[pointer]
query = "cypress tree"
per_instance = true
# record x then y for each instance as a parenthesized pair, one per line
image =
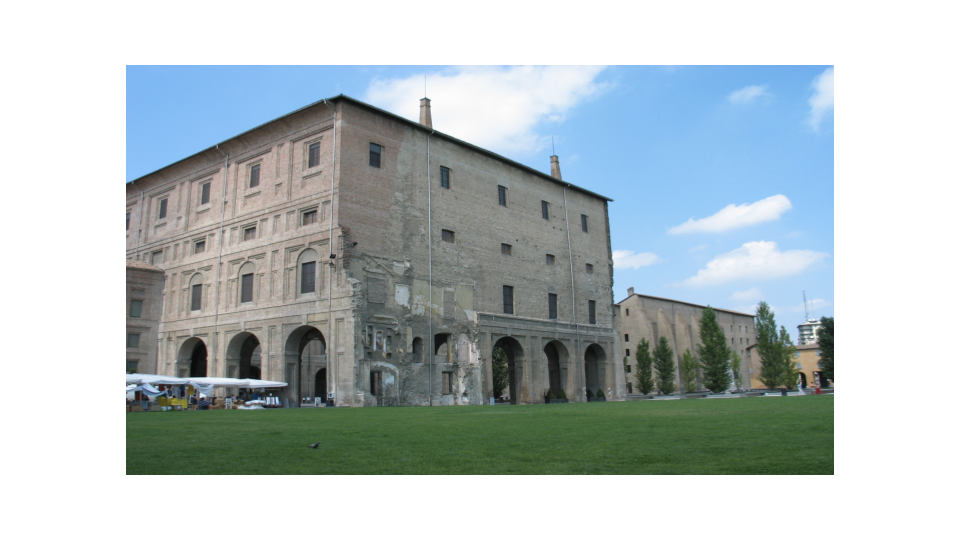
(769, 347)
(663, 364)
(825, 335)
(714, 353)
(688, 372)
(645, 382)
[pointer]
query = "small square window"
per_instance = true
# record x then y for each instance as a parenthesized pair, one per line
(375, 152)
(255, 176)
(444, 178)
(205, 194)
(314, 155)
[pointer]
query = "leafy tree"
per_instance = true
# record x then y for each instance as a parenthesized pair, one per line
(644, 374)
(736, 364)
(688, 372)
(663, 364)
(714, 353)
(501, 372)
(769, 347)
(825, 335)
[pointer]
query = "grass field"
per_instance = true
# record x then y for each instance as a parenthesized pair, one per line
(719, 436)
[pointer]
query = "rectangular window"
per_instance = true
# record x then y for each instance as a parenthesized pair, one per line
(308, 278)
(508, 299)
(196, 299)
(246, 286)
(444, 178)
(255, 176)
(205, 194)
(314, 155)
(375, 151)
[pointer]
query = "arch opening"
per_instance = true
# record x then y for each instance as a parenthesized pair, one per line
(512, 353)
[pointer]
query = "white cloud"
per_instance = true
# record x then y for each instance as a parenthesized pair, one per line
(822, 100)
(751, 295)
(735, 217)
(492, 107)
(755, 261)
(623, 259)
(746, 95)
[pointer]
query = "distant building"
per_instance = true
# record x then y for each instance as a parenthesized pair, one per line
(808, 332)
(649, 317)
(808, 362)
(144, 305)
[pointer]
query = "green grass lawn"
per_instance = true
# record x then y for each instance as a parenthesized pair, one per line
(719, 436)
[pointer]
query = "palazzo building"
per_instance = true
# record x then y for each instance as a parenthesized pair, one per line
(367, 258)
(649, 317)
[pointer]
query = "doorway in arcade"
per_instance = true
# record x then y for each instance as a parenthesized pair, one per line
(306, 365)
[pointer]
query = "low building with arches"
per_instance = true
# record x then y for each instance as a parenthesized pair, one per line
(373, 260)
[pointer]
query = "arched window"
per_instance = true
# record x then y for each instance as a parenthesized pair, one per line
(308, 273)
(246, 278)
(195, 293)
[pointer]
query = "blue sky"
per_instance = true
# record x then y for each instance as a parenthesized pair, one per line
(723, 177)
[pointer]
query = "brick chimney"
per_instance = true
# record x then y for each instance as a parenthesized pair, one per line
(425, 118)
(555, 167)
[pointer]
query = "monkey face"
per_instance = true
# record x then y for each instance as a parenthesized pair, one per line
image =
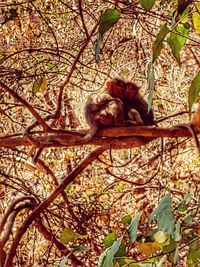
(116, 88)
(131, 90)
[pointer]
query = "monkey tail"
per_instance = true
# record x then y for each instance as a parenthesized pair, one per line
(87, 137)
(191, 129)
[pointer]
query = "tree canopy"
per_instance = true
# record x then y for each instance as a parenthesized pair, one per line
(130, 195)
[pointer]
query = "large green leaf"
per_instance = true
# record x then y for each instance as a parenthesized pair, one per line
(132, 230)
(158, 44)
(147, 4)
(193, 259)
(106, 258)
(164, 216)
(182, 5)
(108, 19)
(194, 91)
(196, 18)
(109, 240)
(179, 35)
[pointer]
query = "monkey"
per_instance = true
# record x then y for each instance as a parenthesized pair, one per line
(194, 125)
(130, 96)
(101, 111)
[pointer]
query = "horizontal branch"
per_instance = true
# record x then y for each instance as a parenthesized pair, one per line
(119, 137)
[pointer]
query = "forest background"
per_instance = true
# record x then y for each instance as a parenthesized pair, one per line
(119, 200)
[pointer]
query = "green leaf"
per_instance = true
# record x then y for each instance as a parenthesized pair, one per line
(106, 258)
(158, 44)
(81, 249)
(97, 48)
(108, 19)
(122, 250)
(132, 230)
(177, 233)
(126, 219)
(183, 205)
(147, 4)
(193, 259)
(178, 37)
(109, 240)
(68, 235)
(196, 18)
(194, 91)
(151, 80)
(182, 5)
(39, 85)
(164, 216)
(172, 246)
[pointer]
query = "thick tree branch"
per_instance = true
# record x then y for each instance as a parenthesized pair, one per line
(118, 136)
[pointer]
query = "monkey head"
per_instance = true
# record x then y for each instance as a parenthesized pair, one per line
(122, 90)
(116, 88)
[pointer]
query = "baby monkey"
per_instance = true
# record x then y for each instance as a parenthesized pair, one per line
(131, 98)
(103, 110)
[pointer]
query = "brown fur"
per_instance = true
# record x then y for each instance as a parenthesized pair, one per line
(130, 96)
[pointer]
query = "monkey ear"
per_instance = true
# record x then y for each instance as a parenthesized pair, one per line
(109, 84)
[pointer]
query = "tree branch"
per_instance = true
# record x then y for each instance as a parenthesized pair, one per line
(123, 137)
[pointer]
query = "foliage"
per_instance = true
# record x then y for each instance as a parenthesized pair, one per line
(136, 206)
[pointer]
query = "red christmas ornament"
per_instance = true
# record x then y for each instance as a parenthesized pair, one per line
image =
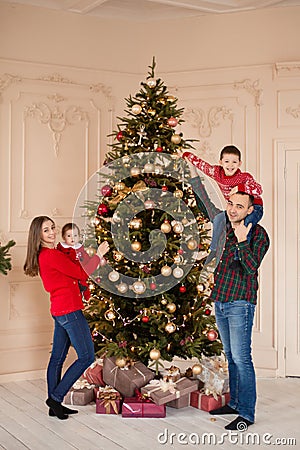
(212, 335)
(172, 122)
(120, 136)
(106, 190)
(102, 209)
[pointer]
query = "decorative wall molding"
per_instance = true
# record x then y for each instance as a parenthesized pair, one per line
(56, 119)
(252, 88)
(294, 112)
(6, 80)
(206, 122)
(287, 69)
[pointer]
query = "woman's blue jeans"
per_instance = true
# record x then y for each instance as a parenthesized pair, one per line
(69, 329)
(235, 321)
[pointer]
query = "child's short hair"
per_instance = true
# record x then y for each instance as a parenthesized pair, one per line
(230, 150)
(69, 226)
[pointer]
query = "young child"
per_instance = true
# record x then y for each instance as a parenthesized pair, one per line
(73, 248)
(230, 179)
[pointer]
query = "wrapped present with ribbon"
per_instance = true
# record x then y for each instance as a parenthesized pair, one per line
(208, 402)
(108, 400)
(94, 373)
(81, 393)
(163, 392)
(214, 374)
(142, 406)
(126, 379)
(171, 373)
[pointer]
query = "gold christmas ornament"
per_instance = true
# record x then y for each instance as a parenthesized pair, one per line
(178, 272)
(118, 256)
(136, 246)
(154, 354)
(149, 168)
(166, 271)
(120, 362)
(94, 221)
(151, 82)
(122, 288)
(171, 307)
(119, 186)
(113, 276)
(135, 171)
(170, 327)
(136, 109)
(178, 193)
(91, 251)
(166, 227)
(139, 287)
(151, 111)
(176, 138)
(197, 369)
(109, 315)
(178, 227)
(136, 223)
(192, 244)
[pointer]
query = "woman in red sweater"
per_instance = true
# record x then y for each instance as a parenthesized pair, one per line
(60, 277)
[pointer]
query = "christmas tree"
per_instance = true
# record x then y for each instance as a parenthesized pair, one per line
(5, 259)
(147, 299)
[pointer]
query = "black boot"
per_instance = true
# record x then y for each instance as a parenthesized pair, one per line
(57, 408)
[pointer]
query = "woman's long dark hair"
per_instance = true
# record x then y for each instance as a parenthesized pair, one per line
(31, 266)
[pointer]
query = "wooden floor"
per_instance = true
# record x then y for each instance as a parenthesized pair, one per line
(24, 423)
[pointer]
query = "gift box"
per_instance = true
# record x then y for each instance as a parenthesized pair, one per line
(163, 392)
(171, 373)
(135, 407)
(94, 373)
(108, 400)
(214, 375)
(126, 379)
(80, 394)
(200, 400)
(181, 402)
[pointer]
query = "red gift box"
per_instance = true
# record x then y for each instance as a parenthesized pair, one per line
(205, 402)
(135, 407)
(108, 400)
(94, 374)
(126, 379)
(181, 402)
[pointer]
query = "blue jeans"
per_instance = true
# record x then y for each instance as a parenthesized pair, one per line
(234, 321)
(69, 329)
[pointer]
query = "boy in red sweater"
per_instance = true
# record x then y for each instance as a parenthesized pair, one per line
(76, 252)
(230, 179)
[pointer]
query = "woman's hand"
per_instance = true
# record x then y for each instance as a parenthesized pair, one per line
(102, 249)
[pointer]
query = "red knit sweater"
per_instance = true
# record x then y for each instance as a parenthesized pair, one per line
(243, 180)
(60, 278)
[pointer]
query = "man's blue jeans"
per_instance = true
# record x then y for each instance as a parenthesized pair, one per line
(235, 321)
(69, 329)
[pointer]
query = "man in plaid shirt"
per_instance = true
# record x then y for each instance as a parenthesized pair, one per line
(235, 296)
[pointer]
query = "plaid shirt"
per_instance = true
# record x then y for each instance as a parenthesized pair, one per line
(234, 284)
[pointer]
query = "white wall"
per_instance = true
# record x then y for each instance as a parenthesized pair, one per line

▶ _Your objective_: Each line in the entries above that includes the string "plaid" adds to the count; state that count only.

▶ _Task response_: 2